■ RECORDS:
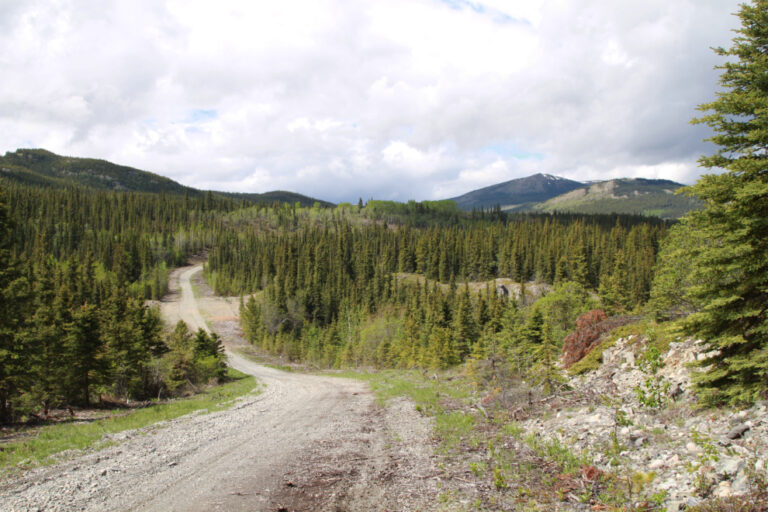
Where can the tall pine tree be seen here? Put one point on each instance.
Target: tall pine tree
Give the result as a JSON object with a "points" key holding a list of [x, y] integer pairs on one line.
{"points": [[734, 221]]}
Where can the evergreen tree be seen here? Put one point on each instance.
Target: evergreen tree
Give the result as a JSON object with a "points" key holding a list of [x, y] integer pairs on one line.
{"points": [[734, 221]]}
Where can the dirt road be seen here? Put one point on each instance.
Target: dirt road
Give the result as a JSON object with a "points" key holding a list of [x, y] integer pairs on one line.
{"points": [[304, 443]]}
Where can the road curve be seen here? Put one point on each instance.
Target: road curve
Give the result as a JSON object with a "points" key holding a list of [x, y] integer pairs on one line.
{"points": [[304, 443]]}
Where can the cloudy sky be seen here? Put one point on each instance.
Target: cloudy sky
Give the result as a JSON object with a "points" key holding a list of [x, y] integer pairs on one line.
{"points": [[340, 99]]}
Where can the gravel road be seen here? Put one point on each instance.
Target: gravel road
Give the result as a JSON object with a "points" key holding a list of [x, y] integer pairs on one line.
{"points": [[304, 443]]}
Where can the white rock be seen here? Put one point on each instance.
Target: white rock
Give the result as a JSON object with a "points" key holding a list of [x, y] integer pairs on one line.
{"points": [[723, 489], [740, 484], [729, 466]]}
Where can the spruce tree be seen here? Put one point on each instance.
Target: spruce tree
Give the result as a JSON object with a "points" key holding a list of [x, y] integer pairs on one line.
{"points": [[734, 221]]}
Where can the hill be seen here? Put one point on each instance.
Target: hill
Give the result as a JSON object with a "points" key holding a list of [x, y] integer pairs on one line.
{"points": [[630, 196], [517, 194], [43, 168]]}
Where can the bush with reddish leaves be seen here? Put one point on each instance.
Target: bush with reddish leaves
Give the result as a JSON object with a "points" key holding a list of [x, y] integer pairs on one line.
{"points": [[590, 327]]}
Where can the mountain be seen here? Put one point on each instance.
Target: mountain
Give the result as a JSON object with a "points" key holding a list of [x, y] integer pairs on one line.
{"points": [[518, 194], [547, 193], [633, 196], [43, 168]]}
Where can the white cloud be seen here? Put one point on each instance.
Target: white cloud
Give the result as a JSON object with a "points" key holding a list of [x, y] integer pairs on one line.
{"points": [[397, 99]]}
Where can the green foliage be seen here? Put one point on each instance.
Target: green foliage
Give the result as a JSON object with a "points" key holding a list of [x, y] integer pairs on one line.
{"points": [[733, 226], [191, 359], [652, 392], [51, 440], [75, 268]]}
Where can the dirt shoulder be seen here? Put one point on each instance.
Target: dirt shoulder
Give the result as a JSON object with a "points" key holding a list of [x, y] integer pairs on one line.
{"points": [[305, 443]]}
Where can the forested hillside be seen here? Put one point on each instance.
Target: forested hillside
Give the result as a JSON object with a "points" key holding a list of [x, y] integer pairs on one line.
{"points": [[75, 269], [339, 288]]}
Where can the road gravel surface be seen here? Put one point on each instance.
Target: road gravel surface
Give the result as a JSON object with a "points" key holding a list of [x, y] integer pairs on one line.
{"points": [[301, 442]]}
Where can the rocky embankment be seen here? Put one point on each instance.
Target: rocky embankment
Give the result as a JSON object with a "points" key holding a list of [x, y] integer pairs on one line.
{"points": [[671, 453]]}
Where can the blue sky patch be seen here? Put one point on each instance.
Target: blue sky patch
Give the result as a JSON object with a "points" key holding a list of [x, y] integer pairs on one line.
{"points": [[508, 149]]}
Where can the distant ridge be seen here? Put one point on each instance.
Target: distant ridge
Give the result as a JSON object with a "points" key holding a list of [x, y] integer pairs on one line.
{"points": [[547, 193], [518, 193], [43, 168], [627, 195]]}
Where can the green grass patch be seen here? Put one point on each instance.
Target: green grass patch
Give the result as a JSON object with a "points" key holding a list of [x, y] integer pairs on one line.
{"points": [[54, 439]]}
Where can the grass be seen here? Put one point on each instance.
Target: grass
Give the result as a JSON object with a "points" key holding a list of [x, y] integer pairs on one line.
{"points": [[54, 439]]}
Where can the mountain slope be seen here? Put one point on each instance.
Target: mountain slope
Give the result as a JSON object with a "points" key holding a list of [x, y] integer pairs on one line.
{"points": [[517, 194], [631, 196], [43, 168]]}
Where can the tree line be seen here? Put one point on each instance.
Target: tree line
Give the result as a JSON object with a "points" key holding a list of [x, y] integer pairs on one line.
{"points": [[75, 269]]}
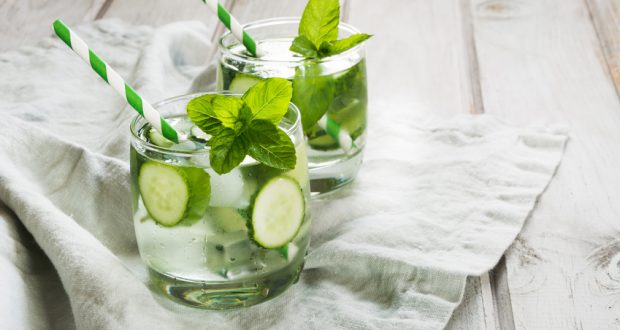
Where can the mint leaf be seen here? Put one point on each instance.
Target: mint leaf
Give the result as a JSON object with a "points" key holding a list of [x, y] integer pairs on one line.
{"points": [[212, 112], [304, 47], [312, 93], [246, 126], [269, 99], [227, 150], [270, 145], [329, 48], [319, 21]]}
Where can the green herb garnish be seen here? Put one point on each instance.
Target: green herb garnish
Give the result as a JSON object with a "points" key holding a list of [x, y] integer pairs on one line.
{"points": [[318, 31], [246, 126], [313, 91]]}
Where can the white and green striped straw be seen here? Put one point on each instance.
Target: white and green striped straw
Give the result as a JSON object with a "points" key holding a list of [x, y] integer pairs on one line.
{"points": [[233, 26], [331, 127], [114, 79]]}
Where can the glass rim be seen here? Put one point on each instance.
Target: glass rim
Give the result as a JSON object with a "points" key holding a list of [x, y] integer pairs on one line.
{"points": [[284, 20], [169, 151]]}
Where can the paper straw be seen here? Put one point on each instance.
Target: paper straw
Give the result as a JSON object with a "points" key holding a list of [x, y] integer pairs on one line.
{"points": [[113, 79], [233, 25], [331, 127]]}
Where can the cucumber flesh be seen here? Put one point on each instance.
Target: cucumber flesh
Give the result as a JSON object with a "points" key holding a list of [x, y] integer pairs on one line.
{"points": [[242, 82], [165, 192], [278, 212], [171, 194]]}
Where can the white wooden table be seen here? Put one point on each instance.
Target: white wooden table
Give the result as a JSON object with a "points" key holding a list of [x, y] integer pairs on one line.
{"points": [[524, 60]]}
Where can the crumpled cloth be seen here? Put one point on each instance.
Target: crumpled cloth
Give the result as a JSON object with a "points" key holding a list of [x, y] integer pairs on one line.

■ WHAT TO DO: Each record above has to be written out again in full, but its pictures must not be.

■ EXERCISE SOLUTION:
Where can the tall pine tree be seen here? Put one point on each instance.
Target: tall pine tree
Give the result as a JSON object with a "points" key holding a list of [x, y] integer pairs on one line.
{"points": [[734, 221]]}
Where can the evergreen tree be seen here? Put one point on each instance.
Target: evergreen tree
Give the result as a JSON object with a "points" key holding a list of [x, y] integer pairs on one line.
{"points": [[734, 221]]}
Where can the dirt road be seen here? Put one point on each instance.
Target: dirt road
Give the result as a JSON object with a "points" key holding a list of [x, y] integer pairs on one line.
{"points": [[304, 443]]}
Where can the road curve be seen here? Put one point on each instance.
Target: road curve
Give the result as a JSON object with a "points" key holding a list of [x, y] integer pairs on one line.
{"points": [[304, 443]]}
Where can the cloudy sky be seen here? Put one point on each instance.
Target: cloudy sky
Give the result as a JSON object with a "points" key holding a list of [x, y] integer pairs on one line.
{"points": [[340, 99]]}
Where can the gravel road be seen here? Put one point on each instance.
Target: gravel road
Give the result as a JSON object with a "points" key holding a list of [x, y] integer pairs on one line.
{"points": [[304, 443]]}
Where can the white rock be seen here? Put one point on each instance.
Target: white rock
Give the result as a JSON object with a "points" key holding a list of [x, y] integer pairs on one line.
{"points": [[723, 489], [740, 484], [729, 466]]}
Where can the spruce tree be seen here? Put one point on each instance.
Target: spruce tree
Give the result as a JSON object with a "points" key holding a list of [x, y] integer pairs on one line.
{"points": [[734, 221]]}
Where can the hill be seen here? Put one point on each instance.
Target: hill
Give the result as a JSON object with a "points" key holding a list of [x, y] integer pairs on one line.
{"points": [[630, 196], [517, 194], [43, 168]]}
Where can the bush with reddish leaves be seen here? Put one point on each instance.
Target: bush with reddish leaves
Give the result as a JSON object with a "points" key holding a list of [x, y] integer pairs on one line.
{"points": [[590, 327]]}
Where can the mountain be seen here? Put one point on each instance.
Target: mountain
Give the result as a JSON object with a "points" key holding a list of [x, y] integer pairs on one line.
{"points": [[518, 194], [547, 193], [633, 196], [43, 168]]}
Where can the white cloud be seen here? Put one point on each instance.
Target: white cloud
Give the result as a JSON object with a "points" key holding a list of [x, y] integer pairs on one line.
{"points": [[397, 99]]}
Where can the green foliage be seen here? Put one point on each instance.
Target: green foliage
Give the result as a JSON object with a "points" key holding a list of [x, y] integer pairs on one line.
{"points": [[733, 226], [191, 359], [652, 392], [51, 440], [75, 268]]}
Where can the dirt shoulder be seen here? Put one point on each instance.
Target: dirt shoulder
Give the result as a JSON object with a "points" key holding a list of [x, y] integer pairs on one line.
{"points": [[305, 443]]}
Where can the forested hillside be seen here? Put one point on each instance.
Target: forested hillside
Give the result as a JSON object with a "points" key holding a list of [x, y] integer pairs on one line.
{"points": [[75, 269], [339, 288]]}
Where can the road gravel surface be seen here? Put one point on each instance.
Target: road gravel surface
Give the result as a JSON object with a "points" key holding a list of [x, y] integer pairs on one line.
{"points": [[301, 442]]}
Where can the rocky embankment be seen here? Put one point on each instance.
Target: rocky embankment
Give the result as a JSON object with a "points" key holding a list of [x, y] integer pairs on one line.
{"points": [[671, 453]]}
Where can the blue sky patch be seen here? Put one point on each instance.
Target: blue sky patch
Give the result as a JSON object with a "points" key holding a list of [x, y] integer pairs on one line.
{"points": [[508, 149]]}
Where can the distant ridge be seen here? Put one point on each instance.
Target: distant ridge
Give the result as a JSON object with a "points" key holding a list of [x, y] integer pairs on one line.
{"points": [[547, 193], [518, 193], [43, 168], [627, 195]]}
Where can the green grass patch be seen here? Put one point on each instance.
Target: green grass patch
Give the result as a JSON object with a "points" key holding a list of [x, y] integer pairs on one line.
{"points": [[54, 439]]}
Where can the grass be seen here? Put one point on each instance.
Target: grass
Give the result as a JSON object with a "points" key holding a list of [x, y] integer pairs on one line.
{"points": [[54, 439]]}
Where can the mountain slope be seen here? Put one point on each instance.
Target: mountain slope
Give the result as a JSON object with a "points" key holding a list of [x, y] integer pairs on one line.
{"points": [[517, 194], [631, 196], [43, 168]]}
Where can the tree line be seen here? Put one point on each instance.
Target: tree line
Give the result as a JSON object with a "points" key holding a list of [x, y] integer pairs on one line.
{"points": [[75, 269]]}
Where can the mint leaf be seen here? Put one point on each instance.
Target: mint leaf
Give the result as a JSON object with a "points" key holding a list of [x, y] integer pairs on one line.
{"points": [[212, 112], [304, 47], [312, 93], [246, 126], [269, 99], [227, 150], [270, 145], [329, 48], [319, 21]]}
Where can the green herb garnish be seen here? Put one point on each instance.
Target: green herb garnish
Give the result as a JSON object with a "points" key holding a list of [x, y] integer pairs on one line.
{"points": [[318, 31], [246, 126], [313, 91]]}
Where can the white and green striped straw be seen here? Put one point on each instance.
Target: white and green striped straw
Give the result as a JSON object with a "points" key holding a list of [x, y] integer pairs on one line.
{"points": [[233, 26], [331, 127], [114, 79]]}
Where can the glass rim be seen here? Put one point on each instance.
Target: glass rim
Give the result as a JSON object with a "points" key holding a list of [x, y] integer pairs on one line.
{"points": [[284, 20], [169, 151]]}
Where can the paper straw be seen here? Put one point on each instance.
Target: paper straw
Give the result as a JSON object with a "points" key holding a list of [x, y] integer pairs on one line.
{"points": [[113, 79], [233, 25], [331, 127]]}
Where can the cucumber flesh be seen here? Put one point on each instance.
Target: cucumber flesh
Give the result as a JSON object with a "points" key holding a list of [x, y] integer pairs on one line.
{"points": [[242, 82], [165, 192], [278, 212], [171, 194]]}
Where can the white wooden table be seen here? Put one point on each instance.
Target: white wooden table
Give the result as a JSON object with a "points" key holding a list of [x, y] integer pairs on one line.
{"points": [[524, 60]]}
Where can the crumpled cloth be seen here? Put one point on each instance.
Target: crumpled cloth
Give the result as a JSON object with a "points" key holding a list of [x, y] integer pairs on one line.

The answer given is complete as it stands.